=== Stored data ===

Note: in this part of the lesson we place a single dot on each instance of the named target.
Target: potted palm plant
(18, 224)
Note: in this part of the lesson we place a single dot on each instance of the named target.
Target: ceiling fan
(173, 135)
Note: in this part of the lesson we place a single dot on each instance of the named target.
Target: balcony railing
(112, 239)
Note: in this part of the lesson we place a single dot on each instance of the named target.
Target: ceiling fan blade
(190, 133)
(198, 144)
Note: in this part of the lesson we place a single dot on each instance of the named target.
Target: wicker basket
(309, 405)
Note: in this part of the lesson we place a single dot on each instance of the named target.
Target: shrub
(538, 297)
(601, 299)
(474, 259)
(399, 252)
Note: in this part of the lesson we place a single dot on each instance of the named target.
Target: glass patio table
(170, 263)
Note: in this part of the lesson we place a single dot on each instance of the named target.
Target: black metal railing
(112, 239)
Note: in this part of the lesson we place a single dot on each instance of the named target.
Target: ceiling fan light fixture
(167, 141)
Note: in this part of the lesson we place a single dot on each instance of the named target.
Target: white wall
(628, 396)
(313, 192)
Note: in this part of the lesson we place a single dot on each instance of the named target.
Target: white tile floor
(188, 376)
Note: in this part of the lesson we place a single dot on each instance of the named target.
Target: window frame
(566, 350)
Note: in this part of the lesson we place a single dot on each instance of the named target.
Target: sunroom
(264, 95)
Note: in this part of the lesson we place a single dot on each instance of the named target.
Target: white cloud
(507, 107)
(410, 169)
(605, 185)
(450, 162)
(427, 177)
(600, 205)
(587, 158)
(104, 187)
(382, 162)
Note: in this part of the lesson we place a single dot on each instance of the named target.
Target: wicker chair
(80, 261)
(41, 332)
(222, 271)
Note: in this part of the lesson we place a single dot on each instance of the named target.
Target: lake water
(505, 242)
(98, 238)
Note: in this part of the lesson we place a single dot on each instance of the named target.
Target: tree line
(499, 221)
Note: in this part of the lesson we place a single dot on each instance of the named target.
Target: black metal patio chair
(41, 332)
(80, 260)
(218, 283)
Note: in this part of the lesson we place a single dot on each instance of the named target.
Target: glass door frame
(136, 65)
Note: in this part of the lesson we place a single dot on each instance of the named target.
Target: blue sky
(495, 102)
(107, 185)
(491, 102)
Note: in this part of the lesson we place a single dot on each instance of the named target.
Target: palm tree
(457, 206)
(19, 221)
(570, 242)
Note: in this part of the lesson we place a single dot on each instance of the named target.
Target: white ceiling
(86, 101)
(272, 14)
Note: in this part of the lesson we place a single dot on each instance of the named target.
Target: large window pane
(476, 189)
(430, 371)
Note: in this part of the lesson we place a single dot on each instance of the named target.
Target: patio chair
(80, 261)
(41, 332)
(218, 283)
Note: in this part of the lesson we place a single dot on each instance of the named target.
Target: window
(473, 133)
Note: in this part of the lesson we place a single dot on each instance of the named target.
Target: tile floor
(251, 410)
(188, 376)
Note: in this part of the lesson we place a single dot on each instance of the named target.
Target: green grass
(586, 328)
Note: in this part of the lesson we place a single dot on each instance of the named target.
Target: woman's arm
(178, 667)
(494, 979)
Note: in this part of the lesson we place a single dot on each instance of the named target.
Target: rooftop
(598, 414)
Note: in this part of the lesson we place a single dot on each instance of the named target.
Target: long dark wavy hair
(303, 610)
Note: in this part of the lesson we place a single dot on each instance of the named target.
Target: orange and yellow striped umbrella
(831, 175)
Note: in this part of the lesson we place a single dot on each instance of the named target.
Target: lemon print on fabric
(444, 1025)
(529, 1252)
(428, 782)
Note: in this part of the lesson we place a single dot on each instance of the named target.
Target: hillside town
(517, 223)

===

▶ What is needed:
Pull out every line of the material above that contains the string "chair", treating uppercase and lowercase as different.

▶ Worked answer:
Target: wicker chair
Target: black metal patio chair
Target: patio chair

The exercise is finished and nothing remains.